Records section start
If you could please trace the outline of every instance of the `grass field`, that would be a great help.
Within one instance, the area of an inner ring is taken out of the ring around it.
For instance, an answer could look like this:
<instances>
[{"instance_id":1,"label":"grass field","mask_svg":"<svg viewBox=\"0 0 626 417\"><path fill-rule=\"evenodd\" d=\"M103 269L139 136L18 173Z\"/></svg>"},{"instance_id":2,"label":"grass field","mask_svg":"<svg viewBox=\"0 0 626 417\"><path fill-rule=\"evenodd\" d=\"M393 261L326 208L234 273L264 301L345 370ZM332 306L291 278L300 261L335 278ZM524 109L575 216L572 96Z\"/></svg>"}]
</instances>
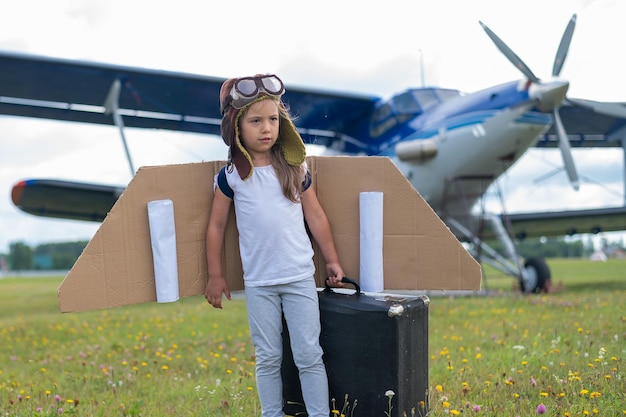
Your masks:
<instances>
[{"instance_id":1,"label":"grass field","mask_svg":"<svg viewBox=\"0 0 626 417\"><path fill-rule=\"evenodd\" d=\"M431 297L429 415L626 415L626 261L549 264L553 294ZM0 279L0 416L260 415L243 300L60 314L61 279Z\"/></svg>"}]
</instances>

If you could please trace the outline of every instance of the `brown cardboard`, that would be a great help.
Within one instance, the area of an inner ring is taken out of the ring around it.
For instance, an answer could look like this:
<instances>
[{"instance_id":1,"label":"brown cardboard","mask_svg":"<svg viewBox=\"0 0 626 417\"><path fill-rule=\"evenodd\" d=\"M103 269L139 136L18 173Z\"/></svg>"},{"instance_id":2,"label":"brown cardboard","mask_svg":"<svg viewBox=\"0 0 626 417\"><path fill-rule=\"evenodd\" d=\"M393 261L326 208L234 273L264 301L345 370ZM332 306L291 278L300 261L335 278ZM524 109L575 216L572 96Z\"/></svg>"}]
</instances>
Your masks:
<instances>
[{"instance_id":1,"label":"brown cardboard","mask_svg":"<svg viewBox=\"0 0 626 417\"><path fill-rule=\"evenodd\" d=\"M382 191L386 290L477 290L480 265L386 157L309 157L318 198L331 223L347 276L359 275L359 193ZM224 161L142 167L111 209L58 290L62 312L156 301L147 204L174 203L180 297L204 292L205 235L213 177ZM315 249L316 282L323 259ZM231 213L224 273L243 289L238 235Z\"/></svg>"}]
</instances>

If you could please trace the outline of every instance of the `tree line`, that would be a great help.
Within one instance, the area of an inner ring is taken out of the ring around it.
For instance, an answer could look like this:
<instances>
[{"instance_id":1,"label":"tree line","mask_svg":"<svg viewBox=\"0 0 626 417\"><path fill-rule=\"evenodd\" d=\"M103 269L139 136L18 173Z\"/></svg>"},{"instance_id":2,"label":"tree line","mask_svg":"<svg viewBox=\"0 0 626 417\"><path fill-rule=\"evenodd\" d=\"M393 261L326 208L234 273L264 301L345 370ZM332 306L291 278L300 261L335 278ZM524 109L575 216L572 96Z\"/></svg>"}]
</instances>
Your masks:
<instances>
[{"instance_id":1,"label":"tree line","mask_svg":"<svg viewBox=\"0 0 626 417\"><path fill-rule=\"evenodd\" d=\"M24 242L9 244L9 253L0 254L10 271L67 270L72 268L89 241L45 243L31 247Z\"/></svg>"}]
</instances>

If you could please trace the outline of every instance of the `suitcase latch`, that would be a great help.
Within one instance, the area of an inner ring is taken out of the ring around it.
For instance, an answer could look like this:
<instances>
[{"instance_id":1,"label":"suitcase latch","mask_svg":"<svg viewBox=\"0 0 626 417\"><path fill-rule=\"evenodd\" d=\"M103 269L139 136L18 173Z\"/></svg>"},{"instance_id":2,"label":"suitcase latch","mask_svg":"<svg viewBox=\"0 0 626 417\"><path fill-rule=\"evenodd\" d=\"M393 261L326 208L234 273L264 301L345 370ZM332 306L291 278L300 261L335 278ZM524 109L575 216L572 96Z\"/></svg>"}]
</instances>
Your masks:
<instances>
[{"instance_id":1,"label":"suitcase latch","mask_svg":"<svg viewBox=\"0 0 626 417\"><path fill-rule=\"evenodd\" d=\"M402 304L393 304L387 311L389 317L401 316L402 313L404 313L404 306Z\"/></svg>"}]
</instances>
Records section end
■ Exercise requirements ■
Copy out the lines of the records above in which the string "that" appears.

■ Result of the task ■
If you could please trace the outline of every instance of the `grass field`, that would be a great help.
If you could please trace the outline of every instance of the `brown cardboard`, that would be a great help.
If you could please trace the outline of every instance of the `tree line`, that would be a great help.
If you could please trace the outline of every instance of the `suitcase latch`, that would be a great help.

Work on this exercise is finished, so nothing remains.